• [WORK TO COMPLETE]: For this exercise, print all of the data exactly as given.

Point localization data:
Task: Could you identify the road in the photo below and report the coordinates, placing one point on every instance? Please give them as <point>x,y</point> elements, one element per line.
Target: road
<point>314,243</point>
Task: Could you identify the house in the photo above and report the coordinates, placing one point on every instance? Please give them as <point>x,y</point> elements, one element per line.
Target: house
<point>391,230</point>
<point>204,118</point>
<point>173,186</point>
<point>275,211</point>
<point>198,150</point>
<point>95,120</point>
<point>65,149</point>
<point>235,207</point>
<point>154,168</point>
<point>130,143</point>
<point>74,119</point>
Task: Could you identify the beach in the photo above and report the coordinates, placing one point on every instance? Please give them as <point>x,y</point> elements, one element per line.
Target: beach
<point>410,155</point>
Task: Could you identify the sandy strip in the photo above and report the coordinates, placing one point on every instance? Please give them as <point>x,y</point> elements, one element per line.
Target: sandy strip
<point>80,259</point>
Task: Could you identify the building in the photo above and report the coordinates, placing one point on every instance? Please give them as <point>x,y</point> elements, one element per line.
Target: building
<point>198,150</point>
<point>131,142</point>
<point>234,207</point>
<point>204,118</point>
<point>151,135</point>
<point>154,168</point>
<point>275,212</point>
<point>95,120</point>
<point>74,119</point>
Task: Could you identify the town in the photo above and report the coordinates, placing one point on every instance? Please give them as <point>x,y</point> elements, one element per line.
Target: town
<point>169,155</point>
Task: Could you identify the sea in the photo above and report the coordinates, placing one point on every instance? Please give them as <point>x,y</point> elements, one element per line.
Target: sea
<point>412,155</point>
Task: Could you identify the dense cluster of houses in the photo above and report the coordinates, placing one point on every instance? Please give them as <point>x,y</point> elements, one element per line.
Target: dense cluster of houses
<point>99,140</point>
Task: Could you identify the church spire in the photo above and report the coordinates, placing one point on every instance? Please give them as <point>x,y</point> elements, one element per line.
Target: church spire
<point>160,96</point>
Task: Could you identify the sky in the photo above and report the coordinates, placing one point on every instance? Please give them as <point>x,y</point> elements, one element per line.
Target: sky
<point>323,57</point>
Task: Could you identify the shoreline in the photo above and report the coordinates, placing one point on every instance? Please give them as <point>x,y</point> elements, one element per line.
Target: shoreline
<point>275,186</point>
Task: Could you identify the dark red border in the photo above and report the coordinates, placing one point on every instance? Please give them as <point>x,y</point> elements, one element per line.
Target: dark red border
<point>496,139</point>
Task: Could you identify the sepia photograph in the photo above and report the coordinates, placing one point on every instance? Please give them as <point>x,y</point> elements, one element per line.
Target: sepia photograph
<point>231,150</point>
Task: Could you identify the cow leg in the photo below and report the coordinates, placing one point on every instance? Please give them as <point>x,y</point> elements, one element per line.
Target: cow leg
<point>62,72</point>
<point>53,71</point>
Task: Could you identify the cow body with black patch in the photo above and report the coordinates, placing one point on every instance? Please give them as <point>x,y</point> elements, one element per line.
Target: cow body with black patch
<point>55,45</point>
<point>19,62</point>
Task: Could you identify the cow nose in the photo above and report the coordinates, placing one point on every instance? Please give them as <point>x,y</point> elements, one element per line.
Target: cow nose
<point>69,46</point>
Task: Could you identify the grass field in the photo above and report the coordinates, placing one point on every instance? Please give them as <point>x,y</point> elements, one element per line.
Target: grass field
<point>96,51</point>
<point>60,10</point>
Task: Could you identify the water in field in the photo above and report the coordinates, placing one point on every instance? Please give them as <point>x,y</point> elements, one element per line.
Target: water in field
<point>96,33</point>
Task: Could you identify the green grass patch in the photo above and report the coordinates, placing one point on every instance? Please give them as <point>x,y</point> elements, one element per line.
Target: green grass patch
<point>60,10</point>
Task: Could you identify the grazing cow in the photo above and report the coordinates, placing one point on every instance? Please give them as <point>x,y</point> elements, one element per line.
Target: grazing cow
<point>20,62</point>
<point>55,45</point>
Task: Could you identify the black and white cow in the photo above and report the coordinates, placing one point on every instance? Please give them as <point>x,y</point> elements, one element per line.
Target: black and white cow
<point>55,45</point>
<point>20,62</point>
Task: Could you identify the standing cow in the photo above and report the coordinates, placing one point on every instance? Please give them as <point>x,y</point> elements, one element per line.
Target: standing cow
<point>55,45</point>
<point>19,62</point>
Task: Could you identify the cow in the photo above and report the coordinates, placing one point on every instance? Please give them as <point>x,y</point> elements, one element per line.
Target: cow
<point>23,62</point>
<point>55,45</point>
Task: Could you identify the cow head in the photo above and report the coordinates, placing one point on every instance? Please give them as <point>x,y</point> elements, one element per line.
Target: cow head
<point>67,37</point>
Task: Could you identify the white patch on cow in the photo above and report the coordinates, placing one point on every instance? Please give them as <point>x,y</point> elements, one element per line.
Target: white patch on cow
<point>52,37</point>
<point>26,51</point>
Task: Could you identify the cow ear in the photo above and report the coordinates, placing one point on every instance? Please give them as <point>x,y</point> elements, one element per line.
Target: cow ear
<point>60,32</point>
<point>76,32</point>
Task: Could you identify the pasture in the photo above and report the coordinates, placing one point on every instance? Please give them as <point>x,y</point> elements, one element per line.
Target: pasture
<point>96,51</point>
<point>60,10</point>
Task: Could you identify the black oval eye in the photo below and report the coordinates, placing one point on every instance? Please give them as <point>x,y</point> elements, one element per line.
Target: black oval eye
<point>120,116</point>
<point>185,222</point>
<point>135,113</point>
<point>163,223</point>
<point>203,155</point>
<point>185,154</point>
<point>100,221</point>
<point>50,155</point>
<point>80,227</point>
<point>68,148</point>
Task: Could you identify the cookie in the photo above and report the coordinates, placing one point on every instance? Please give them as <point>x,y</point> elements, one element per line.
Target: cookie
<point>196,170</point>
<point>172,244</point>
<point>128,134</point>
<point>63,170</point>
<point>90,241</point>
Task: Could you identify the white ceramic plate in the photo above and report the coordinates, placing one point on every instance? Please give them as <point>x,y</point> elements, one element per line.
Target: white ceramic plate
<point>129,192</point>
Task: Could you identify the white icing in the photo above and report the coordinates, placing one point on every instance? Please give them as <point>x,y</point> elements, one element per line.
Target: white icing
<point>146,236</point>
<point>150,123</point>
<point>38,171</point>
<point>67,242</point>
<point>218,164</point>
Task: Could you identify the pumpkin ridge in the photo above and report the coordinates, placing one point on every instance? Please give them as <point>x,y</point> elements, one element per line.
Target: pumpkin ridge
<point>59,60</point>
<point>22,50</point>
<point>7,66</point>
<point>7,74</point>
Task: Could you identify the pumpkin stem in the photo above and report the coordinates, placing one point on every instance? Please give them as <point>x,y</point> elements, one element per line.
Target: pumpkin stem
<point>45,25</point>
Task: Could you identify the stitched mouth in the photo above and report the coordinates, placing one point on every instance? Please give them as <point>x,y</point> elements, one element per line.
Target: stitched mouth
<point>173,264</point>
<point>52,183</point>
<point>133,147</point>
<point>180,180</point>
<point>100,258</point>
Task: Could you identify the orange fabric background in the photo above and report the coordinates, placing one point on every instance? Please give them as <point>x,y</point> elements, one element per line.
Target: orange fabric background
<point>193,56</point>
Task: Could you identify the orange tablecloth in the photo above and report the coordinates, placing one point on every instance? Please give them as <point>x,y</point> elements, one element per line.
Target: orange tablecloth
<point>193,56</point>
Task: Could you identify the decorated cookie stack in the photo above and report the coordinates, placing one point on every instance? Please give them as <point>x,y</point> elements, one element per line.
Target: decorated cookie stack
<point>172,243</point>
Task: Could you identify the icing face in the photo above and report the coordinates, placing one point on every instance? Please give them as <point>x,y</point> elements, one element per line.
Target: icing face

• [RESPONSE BOX]:
Task: Could you identify the road in the photo below and report the coordinates, placing one point on every instance? Please give them as <point>x,y</point> elements, one element per line.
Target: road
<point>314,243</point>
Task: Could you identify the house in the photo above and report the coordinates, placing one point on every instance? Please give them as <point>x,y</point> elements, one element per line.
Target: house
<point>391,230</point>
<point>204,118</point>
<point>173,186</point>
<point>275,211</point>
<point>198,150</point>
<point>95,120</point>
<point>65,149</point>
<point>235,207</point>
<point>154,168</point>
<point>130,143</point>
<point>74,119</point>
Task: Could you identify the beach in the photo above and report the coordinates, placing one point on every instance? Please give them as <point>x,y</point> elements, one element per line.
Target: beach
<point>410,155</point>
Task: Could you identify the sandy strip in the photo above and report the coordinates, placing one point on every instance? Please give them as <point>x,y</point> elements, one element per line.
Target: sandy strip
<point>80,259</point>
Task: Could you identify the building in the photo above and report the coordinates, placing one point on every instance? Please give them as <point>x,y</point> elements, one element per line.
Target: building
<point>198,150</point>
<point>131,142</point>
<point>234,207</point>
<point>204,118</point>
<point>151,135</point>
<point>154,168</point>
<point>275,212</point>
<point>95,120</point>
<point>74,119</point>
Task: Could you identify the town in the photo above and report the coordinates, placing one point on every instance? Please give them as <point>x,y</point> elements, one element per line.
Target: town
<point>169,155</point>
Task: Could you identify the sea in the photo above and report the coordinates, placing one point on every instance? Please give them as <point>x,y</point> elements, one element per line.
Target: sea
<point>412,155</point>
Task: Could you identify the dense cluster of houses in the photo above and report the coordinates, placing one point on every instance? Please give them as <point>x,y</point> elements, one element per line.
Target: dense cluster of houses
<point>99,140</point>
Task: Could you identify the church spire in the photo above and report the coordinates, placing one point on every instance? Please give them as <point>x,y</point> elements, one element per line.
Target: church spire
<point>160,96</point>
Task: Could you identify the sky in the photo above and report the coordinates, placing one point on every instance? Please give them as <point>x,y</point> elements, one element per line.
Target: sky
<point>323,57</point>
Task: Could you identify the shoreline in the photo above and report the coordinates, placing one point on every instance? Please give them as <point>x,y</point> elements, one element per line.
Target: shoreline
<point>275,186</point>
Task: Could you identify the dark red border in the photo above and report the coordinates, placing one point on every instance? Please give them as <point>x,y</point> elements, one element per line.
Target: dark red border
<point>496,139</point>
Task: Could you identify the sepia photograph in the photo above and report the coordinates, placing one point on every instance? Please give them as <point>x,y</point> elements, one element per line.
Target: sepia photograph
<point>231,150</point>
Task: Could you identify the cow leg in the photo below and report the coordinates, placing one point on every instance? Please give them as <point>x,y</point> elements, one element per line.
Target: cow leg
<point>62,72</point>
<point>53,71</point>
Task: Could you identify the cow body with black patch in the photo above and report the coordinates, placing one point on every instance? Please give them as <point>x,y</point> elements, one element per line.
Target: cow body with black patch
<point>55,45</point>
<point>19,62</point>
Task: Could you identify the cow nose in the photo above and report the coordinates, placing one point on every instance? Please give them as <point>x,y</point> elements, one element per line.
Target: cow nose
<point>69,46</point>
Task: Could you identify the grass field in the photo above and report the coordinates, placing one point on every instance? Please give them as <point>x,y</point> elements, one element per line.
Target: grass field
<point>96,51</point>
<point>60,10</point>
Task: Could you identify the water in field in the photo above and report the coordinates, placing one point on every instance? Please give them as <point>x,y</point> elements, one element per line.
Target: water in field
<point>96,33</point>
Task: Could you identify the green grass patch in the photo above and report the coordinates, placing one point on every instance? Please give them as <point>x,y</point> elements, one element per line.
Target: green grass patch
<point>60,10</point>
Task: Could you identify the grazing cow in the photo above and report the coordinates, placing one point on every instance? Please give them as <point>x,y</point> elements, one element per line.
Target: grazing cow
<point>20,62</point>
<point>55,45</point>
Task: Could you identify the black and white cow in the photo above and report the coordinates, placing one point on every instance? Please give them as <point>x,y</point> elements, one element per line.
Target: black and white cow
<point>55,45</point>
<point>20,62</point>
Task: Could you identify the standing cow in the photo above and report the coordinates, placing one point on every instance? Please give them as <point>x,y</point> elements, one element per line.
Target: standing cow
<point>55,45</point>
<point>19,62</point>
Task: Could you identify the cow in the photo above and report the coordinates, placing one point on every instance? Please give them as <point>x,y</point> elements, one element per line.
Target: cow
<point>23,62</point>
<point>55,45</point>
Task: Could you identify the cow head in the photo above and report the coordinates, placing one point on every instance? Please give them as <point>x,y</point> elements, one element per line.
Target: cow head
<point>67,37</point>
Task: Could you identify the white patch on cow in the photo above and report the coordinates, placing one point on every instance? Please give them as <point>x,y</point> elements, one element per line.
Target: white patch on cow
<point>52,37</point>
<point>26,51</point>
Task: Could you identify the cow ear in the photo above and report the coordinates, placing one point on every instance? Please give them as <point>x,y</point> elements, one element per line.
Target: cow ear
<point>60,32</point>
<point>76,32</point>
Task: Could you identify the pasture in the photo above and report the coordinates, placing one point on every instance? Please give them as <point>x,y</point> elements, one element per line.
Target: pasture
<point>96,51</point>
<point>60,10</point>
Task: Could you identify the black oval eye in the photo below and report the coordinates, placing one point on every instance? Please give them as <point>x,y</point> elements, one element per line.
Target: black oval eye
<point>120,116</point>
<point>185,222</point>
<point>135,113</point>
<point>163,223</point>
<point>203,155</point>
<point>185,154</point>
<point>100,221</point>
<point>50,155</point>
<point>80,227</point>
<point>68,148</point>
Task: Could you identify the cookie in the photo above and report the coordinates, placing one point on every instance? Please give them as <point>x,y</point> elements, one element per line.
Target: cookie
<point>196,170</point>
<point>172,244</point>
<point>128,134</point>
<point>63,170</point>
<point>90,241</point>
Task: Could you identify the white ceramic plate in the photo above and report the coordinates, placing one point on every instance? Please give them as <point>x,y</point> elements, one element per line.
Target: white ceramic plate
<point>129,192</point>
Task: Could you identify the white icing in the photo above and report the coordinates, placing one point on every instance? Please give them as <point>x,y</point> elements, one element per line.
Target: white icing
<point>146,236</point>
<point>150,123</point>
<point>38,171</point>
<point>67,242</point>
<point>218,164</point>
Task: Could you identify the pumpkin ridge in the photo above and report the coordinates, placing one point on every instance? Please give them as <point>x,y</point> elements, one element per line.
Target: pumpkin ridge
<point>59,60</point>
<point>22,50</point>
<point>7,66</point>
<point>7,74</point>
Task: Could you identify the pumpkin stem in the photo above and report the coordinates, placing one point on every instance? Please give them as <point>x,y</point> elements, one element per line.
Target: pumpkin stem
<point>45,25</point>
Task: Could you identify the stitched mouth in the photo above and report the coordinates, placing one point on every instance? Please give them as <point>x,y</point> elements, one element per line.
Target: stitched mouth
<point>173,264</point>
<point>52,183</point>
<point>133,147</point>
<point>180,180</point>
<point>100,258</point>
Task: Could you identify the orange fabric background in the photo above and report the coordinates, placing one point on every instance? Please give them as <point>x,y</point> elements, one element per line.
Target: orange fabric background
<point>193,56</point>
Task: Could you identify the orange tablecloth in the photo above and report the coordinates, placing one point on every instance? Please give them as <point>x,y</point> elements, one element per line.
Target: orange tablecloth
<point>193,56</point>
Task: Could you identify the decorated cookie stack in the photo above and report the coordinates, placing one point on every instance? Please give them as <point>x,y</point> elements, one element per line.
Target: decorated cookie stack
<point>172,243</point>
Task: Could you identify the icing face in the photo above and report the coordinates, placing one point on every instance? Please give them as <point>x,y</point> elements, one element per line.
Target: icing face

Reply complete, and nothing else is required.